_Instructions to follow_
Transcribe exactly the lines from the one containing "steel dishwasher, mark" through the end of the data, both included. Leave out pictures.

^^^^^^^^^^^^^^^^

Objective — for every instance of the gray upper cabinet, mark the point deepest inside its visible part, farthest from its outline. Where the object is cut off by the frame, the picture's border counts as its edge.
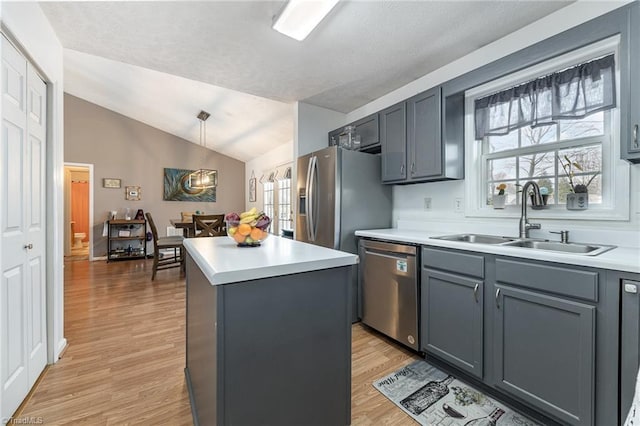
(334, 136)
(544, 352)
(451, 319)
(429, 153)
(367, 128)
(424, 135)
(369, 131)
(631, 151)
(393, 138)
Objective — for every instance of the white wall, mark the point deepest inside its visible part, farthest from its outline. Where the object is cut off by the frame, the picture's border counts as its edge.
(311, 125)
(263, 165)
(408, 200)
(26, 24)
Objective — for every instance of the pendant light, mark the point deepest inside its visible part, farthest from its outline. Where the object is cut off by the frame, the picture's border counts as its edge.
(203, 178)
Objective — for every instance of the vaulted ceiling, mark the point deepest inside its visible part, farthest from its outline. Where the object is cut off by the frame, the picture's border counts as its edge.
(162, 62)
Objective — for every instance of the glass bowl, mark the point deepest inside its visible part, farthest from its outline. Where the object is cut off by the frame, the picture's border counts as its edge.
(246, 235)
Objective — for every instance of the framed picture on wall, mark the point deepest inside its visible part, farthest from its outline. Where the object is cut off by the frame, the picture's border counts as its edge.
(111, 183)
(133, 193)
(252, 188)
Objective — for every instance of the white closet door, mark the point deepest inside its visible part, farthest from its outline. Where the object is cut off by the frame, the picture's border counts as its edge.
(22, 236)
(35, 223)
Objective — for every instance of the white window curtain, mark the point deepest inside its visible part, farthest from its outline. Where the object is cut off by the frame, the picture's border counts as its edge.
(569, 94)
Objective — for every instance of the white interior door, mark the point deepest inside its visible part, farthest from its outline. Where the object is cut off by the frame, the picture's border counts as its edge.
(22, 233)
(35, 223)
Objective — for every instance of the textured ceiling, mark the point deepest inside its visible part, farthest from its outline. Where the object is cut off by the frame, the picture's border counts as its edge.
(361, 51)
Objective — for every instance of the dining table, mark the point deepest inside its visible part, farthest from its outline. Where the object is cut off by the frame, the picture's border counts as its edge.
(188, 228)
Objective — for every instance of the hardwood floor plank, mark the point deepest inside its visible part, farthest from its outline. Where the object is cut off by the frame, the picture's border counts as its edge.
(126, 354)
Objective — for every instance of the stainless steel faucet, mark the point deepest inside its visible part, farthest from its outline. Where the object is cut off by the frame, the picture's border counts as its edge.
(536, 201)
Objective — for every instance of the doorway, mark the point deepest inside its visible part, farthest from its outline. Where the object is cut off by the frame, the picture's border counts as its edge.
(78, 211)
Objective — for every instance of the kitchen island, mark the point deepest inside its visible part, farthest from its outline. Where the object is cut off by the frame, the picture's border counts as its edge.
(268, 333)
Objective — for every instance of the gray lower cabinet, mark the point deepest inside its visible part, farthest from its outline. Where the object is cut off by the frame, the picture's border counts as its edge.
(629, 336)
(393, 138)
(269, 351)
(541, 333)
(544, 352)
(451, 319)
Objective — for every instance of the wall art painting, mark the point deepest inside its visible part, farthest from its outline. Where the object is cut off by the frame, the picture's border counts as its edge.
(178, 187)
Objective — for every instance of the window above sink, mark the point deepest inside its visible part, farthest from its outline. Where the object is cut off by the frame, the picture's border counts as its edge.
(528, 153)
(529, 243)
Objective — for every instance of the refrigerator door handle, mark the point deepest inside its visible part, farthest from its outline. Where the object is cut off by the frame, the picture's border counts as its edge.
(307, 201)
(314, 180)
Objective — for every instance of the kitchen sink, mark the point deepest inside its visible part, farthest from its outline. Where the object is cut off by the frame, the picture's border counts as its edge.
(475, 238)
(546, 245)
(575, 248)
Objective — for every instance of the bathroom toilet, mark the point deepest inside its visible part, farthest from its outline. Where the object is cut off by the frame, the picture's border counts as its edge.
(77, 239)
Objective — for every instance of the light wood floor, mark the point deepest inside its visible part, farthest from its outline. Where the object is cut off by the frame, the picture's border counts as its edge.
(125, 357)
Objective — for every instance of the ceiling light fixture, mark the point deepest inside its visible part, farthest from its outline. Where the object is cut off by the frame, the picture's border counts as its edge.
(299, 17)
(203, 178)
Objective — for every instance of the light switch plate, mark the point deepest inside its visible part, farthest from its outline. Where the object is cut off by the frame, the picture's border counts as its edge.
(427, 203)
(458, 205)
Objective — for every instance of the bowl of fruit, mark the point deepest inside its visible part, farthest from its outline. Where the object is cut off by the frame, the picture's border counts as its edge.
(249, 228)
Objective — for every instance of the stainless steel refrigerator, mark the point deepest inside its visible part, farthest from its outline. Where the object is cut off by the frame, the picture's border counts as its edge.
(338, 192)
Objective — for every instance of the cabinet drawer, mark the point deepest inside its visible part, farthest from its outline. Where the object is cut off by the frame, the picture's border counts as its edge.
(553, 279)
(461, 263)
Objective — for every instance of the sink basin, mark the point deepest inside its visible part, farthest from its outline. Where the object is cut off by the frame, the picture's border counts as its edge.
(475, 238)
(575, 248)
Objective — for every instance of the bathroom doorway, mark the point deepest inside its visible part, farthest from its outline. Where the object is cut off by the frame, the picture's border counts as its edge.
(78, 211)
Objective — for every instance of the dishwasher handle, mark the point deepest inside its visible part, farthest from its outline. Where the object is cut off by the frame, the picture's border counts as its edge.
(382, 246)
(388, 255)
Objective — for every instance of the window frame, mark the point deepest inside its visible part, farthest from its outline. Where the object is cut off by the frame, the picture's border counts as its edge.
(615, 172)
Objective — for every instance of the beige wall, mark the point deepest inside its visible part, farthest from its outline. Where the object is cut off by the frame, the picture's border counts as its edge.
(122, 148)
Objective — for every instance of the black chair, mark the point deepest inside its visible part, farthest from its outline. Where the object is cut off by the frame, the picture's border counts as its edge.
(161, 262)
(209, 225)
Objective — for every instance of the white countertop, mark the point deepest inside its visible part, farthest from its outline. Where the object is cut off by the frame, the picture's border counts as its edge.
(625, 259)
(223, 262)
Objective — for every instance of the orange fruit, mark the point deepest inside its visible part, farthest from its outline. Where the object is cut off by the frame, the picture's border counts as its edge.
(244, 229)
(256, 234)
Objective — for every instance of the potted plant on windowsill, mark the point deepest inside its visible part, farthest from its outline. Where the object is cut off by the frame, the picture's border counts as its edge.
(499, 199)
(578, 198)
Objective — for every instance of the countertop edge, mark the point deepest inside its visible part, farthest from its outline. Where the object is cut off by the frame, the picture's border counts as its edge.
(216, 277)
(615, 259)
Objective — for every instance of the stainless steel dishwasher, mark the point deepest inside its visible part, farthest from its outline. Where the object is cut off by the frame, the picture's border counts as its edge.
(389, 286)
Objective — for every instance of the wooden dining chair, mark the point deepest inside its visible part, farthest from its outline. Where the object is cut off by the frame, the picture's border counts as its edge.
(174, 243)
(209, 225)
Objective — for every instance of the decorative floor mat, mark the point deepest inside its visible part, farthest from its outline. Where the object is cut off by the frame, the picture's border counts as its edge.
(433, 397)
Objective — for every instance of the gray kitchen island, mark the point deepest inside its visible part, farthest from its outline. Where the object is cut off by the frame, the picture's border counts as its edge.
(268, 333)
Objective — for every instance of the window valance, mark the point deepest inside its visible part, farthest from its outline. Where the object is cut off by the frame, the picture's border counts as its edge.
(572, 93)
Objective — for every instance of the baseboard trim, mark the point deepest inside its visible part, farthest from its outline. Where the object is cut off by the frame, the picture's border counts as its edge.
(192, 402)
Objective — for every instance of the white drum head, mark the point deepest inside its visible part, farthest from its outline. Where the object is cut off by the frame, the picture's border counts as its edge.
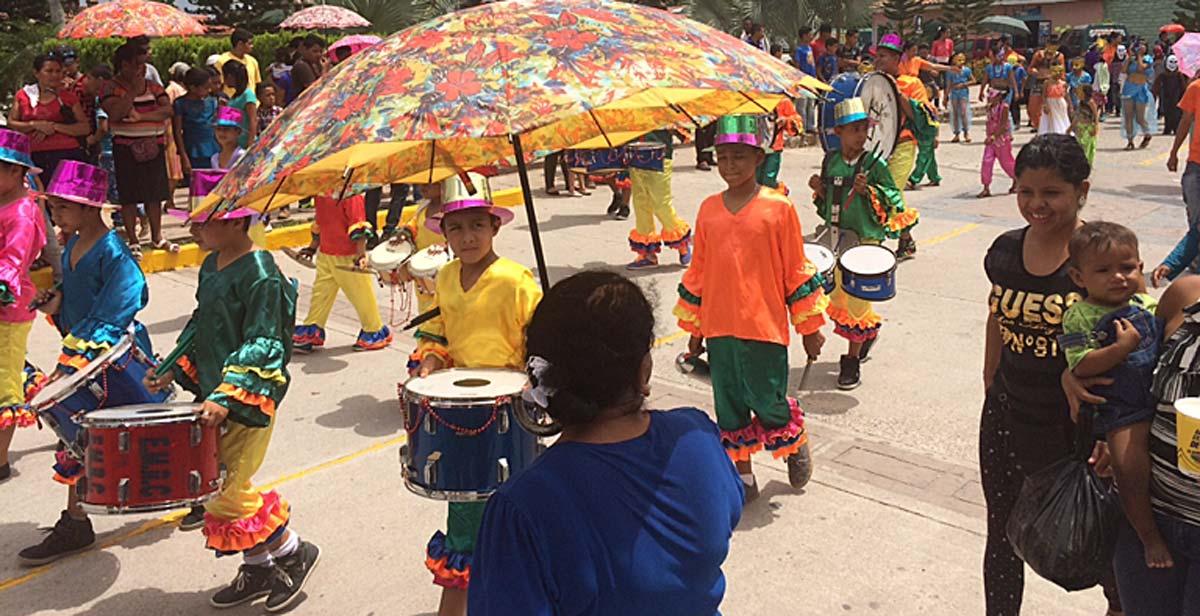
(142, 414)
(429, 261)
(390, 255)
(882, 101)
(820, 256)
(466, 383)
(869, 261)
(66, 386)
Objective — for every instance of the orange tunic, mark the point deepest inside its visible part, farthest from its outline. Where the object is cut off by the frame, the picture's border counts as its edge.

^^^^^^^^^^^^^^^^

_Full answer_
Objective — for every instance of the stainless steel dishwasher, mark the point deepest inside its visible part, farthest from its outline. Where the object is cut off by the frame, the picture's border counts as its edge.
(389, 286)
Objective — for every instance of the wooden dining chair, mark the point deepest inside its visible part, farthest from its outline. Where the object is cut off by the frame, the picture's border counts as its edge.
(174, 243)
(209, 225)
Objective — for every instance of the decorative floor mat, mark the point deepest inside its visible part, farthest from its outline. Where the object is cut off by the frame, the picture's border counts as its edge.
(433, 397)
Objective — for every instance of the gray kitchen island, mark the point deepest inside its visible part, farthest from its outline. Where the object is cut off by the frame, the picture's border counts as its edge.
(268, 333)
Objective — for every instance of the window valance, mark the point deepest inside its visible part, farthest from its outline. Where the object is cut off by the frame, the picture's border counts as its edge.
(572, 93)
Objective — for every instance of the baseboard trim, mark the point deepest inside its visible part, farthest from its outline. Where the object is cut off by the frame, the picture's border counts as its edge.
(192, 402)
Objective — for every instance of the white drum head, mark the point deepest inside its visible part, farthest from its outline. Where the object is cut off by the frame, the picture's border counts as its edge.
(142, 414)
(429, 261)
(390, 255)
(882, 101)
(820, 256)
(466, 383)
(869, 261)
(66, 386)
Objective — for every instance of the orange tunic, mark the point deepest inside its visible part, farthest from its outline. Where the object is cut off by the frame, the picture's border counts as its edge.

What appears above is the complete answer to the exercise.